What the task requires
Do the following statements agree with the mailing-list exchange about colored bars in KDE menus below? Answer yes or no for each, quoting the words that decide it: (a) The colored bars first appeared after the machine was upgraded from FC3. (b) Logging into Gnome made the problem go away in every program. (c) The reply recommends starting with a standard style distributed with KDE, such as bluecurve.
[Document extract]
On Fri August 5 2005 1:20 pm, Rick Wagner wrote:
On Friday 29 July 2005 11:28 am, Claude Jones wrote:
Running FC4 with KDE 3.4.2 This machine is an upgrade from FC3. In many menus, small, translucent vertical colored bars appear over individual letters that are underlined in menus, It first appeared everywhere after the upgrade, including in Kmenu and most programs and even the login screen. Since then, they've disappeared from most of the above, but they still linger in some programs and on the login screen. Unfortunately, I have no idea what changed. For a screen grab, you can look here: http://www.levitjames.com/kdecolorbars.html I logged into Gnome yesterday, and the problem persisted in a couple of programs (Kyum is one for example). I've tried all the items in the desktop configuration, changing styles, widgets, etc. I looked at the xorg conf file for anything obvious. I've posted this over at KDE-Redhat but no one there is getting it, save one individual who got rid of it by playing with his widget settings. Anyone else getting this? --
I saw this before on another system. I don't recall the solution, but it may have had something to do with the window style or decorations. Make sure the window style and window decorations you select are built against your version of kde. I thought they should be ABI compatable, but I have had problems in the past. Start by changing to a standard style distributed with kde (i.e. bluecurve), if that works, rebuild your style, or find an updated package.
[/Document extract]
[Information given]
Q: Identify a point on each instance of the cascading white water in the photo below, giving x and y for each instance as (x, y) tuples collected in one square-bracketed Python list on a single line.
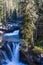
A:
[(13, 54)]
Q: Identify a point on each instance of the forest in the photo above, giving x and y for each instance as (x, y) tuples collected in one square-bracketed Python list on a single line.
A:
[(21, 32)]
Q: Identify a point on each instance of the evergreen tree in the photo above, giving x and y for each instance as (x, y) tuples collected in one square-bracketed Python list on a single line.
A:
[(29, 19)]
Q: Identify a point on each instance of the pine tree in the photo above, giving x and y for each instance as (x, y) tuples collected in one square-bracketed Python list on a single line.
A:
[(29, 19)]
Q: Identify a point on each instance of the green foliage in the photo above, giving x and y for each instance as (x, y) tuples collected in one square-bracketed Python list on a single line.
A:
[(28, 21), (2, 14)]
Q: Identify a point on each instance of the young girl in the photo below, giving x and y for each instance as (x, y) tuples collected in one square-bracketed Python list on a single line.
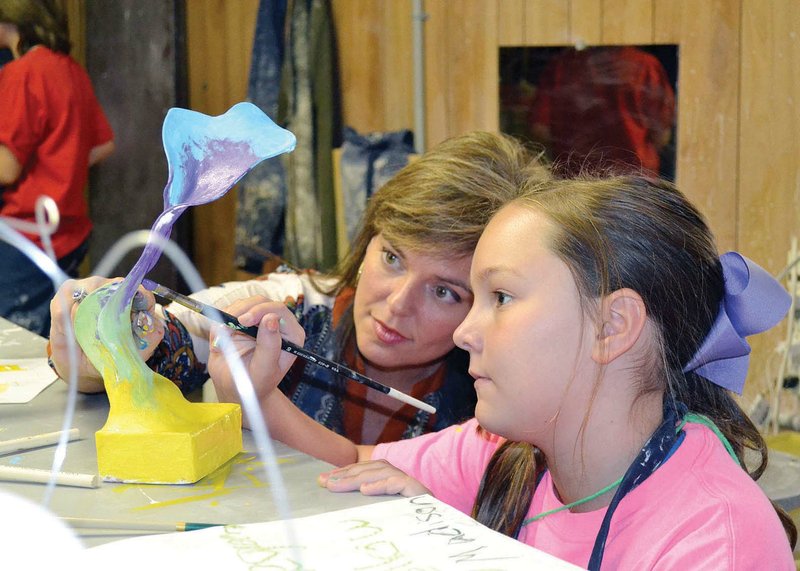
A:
[(605, 338), (389, 311)]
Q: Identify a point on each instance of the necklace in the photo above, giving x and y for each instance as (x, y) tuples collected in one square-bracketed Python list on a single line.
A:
[(597, 494)]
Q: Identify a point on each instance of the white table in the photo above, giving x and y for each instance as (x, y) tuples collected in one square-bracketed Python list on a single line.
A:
[(238, 492)]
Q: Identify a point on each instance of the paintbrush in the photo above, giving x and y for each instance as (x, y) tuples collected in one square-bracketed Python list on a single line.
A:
[(227, 319)]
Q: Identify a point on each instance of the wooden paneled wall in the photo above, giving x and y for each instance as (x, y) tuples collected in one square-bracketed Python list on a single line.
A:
[(738, 105), (738, 154), (219, 37)]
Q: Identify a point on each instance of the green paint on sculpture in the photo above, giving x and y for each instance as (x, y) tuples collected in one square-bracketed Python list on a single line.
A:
[(153, 434)]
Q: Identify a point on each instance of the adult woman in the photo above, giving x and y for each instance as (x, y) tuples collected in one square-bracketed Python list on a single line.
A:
[(51, 130), (389, 311)]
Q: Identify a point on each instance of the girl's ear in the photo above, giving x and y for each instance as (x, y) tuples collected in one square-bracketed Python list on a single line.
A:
[(623, 318)]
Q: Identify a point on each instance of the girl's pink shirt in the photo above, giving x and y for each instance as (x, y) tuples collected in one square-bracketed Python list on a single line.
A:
[(699, 510)]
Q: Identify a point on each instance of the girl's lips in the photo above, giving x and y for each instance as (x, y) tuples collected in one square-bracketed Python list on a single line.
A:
[(386, 334)]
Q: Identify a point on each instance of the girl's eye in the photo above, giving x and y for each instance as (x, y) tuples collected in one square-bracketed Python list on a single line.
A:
[(446, 294), (501, 298)]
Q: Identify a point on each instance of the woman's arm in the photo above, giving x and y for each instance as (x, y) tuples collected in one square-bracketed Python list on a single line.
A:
[(266, 365)]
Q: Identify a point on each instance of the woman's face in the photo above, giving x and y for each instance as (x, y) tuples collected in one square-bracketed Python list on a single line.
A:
[(529, 344), (407, 305)]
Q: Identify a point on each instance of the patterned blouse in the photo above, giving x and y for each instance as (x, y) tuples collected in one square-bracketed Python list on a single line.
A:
[(321, 394)]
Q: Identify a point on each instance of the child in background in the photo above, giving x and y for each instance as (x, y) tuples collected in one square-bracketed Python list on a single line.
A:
[(52, 129), (606, 338)]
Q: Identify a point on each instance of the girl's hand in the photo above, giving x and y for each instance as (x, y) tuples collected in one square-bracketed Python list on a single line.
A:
[(262, 357), (145, 324), (373, 478)]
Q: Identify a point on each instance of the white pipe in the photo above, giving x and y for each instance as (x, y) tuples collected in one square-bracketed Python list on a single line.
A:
[(418, 22)]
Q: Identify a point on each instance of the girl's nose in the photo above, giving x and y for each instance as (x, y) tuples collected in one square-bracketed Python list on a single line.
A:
[(401, 300)]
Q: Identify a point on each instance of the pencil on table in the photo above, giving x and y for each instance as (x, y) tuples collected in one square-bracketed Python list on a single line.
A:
[(20, 474), (28, 442), (154, 526)]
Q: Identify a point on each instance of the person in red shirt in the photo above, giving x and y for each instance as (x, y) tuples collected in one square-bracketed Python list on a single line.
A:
[(52, 129), (600, 108)]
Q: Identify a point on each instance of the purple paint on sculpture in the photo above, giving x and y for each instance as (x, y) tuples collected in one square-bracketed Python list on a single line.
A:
[(206, 156)]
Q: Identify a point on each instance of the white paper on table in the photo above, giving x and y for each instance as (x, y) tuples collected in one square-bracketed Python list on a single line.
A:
[(419, 533), (23, 379)]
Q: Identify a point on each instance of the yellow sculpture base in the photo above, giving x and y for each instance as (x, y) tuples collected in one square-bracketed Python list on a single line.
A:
[(167, 455)]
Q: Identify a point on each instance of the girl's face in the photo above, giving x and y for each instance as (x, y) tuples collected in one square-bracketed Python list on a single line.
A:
[(526, 333), (407, 306)]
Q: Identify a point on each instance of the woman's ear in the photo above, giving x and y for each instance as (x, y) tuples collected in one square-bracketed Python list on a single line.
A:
[(623, 318)]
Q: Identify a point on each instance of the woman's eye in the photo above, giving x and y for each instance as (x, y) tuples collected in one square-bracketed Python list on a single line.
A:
[(390, 257), (501, 298), (447, 294)]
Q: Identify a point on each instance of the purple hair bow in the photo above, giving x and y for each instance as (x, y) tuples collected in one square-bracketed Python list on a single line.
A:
[(754, 301)]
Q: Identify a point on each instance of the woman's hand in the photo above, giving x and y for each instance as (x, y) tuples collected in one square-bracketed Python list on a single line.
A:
[(262, 357), (145, 324), (372, 478)]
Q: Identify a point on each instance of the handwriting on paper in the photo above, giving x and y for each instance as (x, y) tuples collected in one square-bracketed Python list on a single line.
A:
[(418, 533)]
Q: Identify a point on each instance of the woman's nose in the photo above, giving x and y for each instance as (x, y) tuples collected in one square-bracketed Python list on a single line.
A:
[(465, 334), (401, 299)]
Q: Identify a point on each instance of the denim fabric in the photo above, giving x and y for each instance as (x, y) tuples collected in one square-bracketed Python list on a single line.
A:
[(262, 192), (368, 162), (26, 291)]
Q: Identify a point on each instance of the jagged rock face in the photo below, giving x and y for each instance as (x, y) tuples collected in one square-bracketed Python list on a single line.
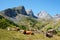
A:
[(30, 13), (44, 15), (20, 10), (10, 13), (57, 17)]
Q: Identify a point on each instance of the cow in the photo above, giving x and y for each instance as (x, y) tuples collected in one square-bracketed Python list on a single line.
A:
[(28, 32), (48, 34), (51, 32)]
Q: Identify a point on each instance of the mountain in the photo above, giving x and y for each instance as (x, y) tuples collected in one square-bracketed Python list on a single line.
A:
[(30, 13), (44, 15), (57, 17)]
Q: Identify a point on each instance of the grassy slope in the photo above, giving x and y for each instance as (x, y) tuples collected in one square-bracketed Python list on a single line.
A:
[(12, 35)]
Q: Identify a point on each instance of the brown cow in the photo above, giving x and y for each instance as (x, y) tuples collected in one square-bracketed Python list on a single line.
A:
[(28, 32)]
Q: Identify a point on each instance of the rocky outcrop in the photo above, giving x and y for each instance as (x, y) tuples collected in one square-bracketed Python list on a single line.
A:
[(12, 12), (44, 15), (30, 13)]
[/Information given]
Task response
(a) Yes: "This machine is an upgrade from FC3." and "It first appeared everywhere after the upgrade"
(b) No: "I logged into Gnome yesterday, and the problem persisted in a couple of programs"
(c) Yes: "Start by changing to a standard style distributed with kde (i.e. bluecurve)"